Anti-Pinochet chileans with sign "Truth and Justice." as police officer watches demonstration.

Anti-Pinochet chileans with sign "Truth and Justice." as police officer watches demonstration.

© APGraphicsBank


 

Ensuring national authorities investigate and prosecute serious human rights violations before national courts.

History demonstrates that when genocide, crimes against humanity, war crimes, torture, extrajudicial executions and enforced disappearances have been committed, in nearly all cases, national authorities have failed to investigate and prosecute these crimes.

The common reasons for this failure have been:

  • Lack of political will.
  • Political decisions to establish amnesties protecting the perpetrators.
  • Collapse of the national legal system.
  • Inadequate national laws criminalizing the crimes.
  • Other legal obstacles to justice, including statutes of limitations and immunities.

Although in some instances international and internationalized criminal courts have been established to prosecute crimes in a few national situations, in practice they have only prosecuted them in a small number of cases.

To end the trend of impunity completely, it is essential that states directly affected by the crimes fulfil their responsibilities and that international courts or other states, acting on behalf of the entire international community, step in to do so when these states fail to act.

Establishing effective national frameworks to guarantee against impunity

Amnesty International is campaigning for all governments, regardless of whether they have been directly affected by these crimes in recent history, to:

  • ensure that national laws enable national authorities to investigate and prosecute these crimes wherever and whenever they have occurred without obstacles
  • ratify the Rome Statute of the International Criminal Court and the Agreement on Privileges and Immunities of the International Criminal Court and ensure that national law provides for full cooperation with the International Criminal Court, in case the national justice system is unable or unwilling to prosecute the crimes and the Court steps in.

Investigating and prosecuting the crimes before national courts

When the crimes are committed, Amnesty International campaigns for the governments of the countries where the crimes were committed or whose nationals committed the crimes to establish, with the help of the international community, a comprehensive plan of action to ensure that all crimes are investigated and, where there is sufficient evidence, those suspected of committing the crimes are prosecuted in fair trials, without recourse to the death penalty, torture or ill-treatment or other human rights violations.

Since these crimes are the worst crimes known to humanity, any national barriers to prosecution must be removed, including immunities, amnesties and statutes of limitations.

**Information shown**.
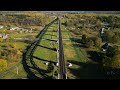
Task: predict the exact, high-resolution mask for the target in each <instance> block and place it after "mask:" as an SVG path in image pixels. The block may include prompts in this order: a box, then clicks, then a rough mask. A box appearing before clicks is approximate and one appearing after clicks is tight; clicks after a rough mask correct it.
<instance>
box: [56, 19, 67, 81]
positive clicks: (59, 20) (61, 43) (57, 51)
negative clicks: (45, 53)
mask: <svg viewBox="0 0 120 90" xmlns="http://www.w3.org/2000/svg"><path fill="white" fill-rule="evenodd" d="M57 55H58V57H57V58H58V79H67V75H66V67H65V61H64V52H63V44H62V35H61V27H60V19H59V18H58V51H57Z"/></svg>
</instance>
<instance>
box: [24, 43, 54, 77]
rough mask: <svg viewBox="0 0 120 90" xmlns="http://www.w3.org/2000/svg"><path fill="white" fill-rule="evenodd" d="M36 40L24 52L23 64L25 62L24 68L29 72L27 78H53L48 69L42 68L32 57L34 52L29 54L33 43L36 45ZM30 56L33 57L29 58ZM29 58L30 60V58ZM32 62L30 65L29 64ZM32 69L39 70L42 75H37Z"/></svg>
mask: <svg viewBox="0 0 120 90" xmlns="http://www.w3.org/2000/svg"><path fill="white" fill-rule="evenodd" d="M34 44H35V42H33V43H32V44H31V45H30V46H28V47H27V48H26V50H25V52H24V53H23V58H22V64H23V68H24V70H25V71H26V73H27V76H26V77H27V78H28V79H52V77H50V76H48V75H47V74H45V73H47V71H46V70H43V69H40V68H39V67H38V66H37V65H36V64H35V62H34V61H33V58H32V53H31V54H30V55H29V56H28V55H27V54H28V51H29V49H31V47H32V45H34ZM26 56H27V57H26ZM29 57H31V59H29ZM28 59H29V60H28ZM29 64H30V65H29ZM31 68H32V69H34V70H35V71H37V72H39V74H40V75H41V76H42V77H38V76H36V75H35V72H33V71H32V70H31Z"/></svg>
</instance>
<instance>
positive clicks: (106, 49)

==

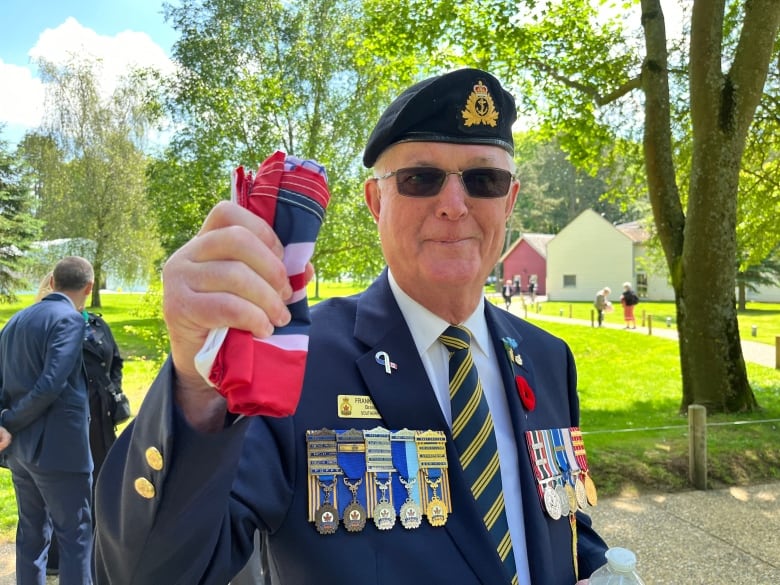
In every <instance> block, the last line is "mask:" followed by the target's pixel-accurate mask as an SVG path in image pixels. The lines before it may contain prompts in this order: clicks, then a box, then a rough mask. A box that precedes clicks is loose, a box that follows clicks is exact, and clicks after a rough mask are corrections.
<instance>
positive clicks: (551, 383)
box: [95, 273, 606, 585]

**Questions to answer**.
[A] Quote the text on impunity, reproducing everything from "Ensuring national authorities" down to "protecting the perpetrators.".
[B] Render this sentence from the text on impunity in Spanish: "Since these crimes are the worst crimes known to humanity, any national barriers to prosecution must be removed, including immunities, amnesties and statutes of limitations."
[C] In the text on impunity, what is the first reason listed for national authorities' failure to investigate and prosecute these crimes?

**Results for each task**.
[A]
Ensuring national authorities investigate and prosecute serious human rights violations before national courts.

History demonstrates that when genocide, crimes against humanity, war crimes, torture, extrajudicial executions and enforced disappearances have been committed, in nearly all cases, national authorities have failed to investigate and prosecute these crimes.

The common reasons for this failure have been:

  • Lack of political will.
  • Political decisions to establish amnesties protecting the perpetrators.

[B] Dado que estos crímenes son los peores crímenes conocidos por la humanidad, deben eliminarse todas las barreras nacionales al enjuiciamiento, incluidas las inmunidades, las amnistías y los plazos de prescripción.

[C] Lack of political will.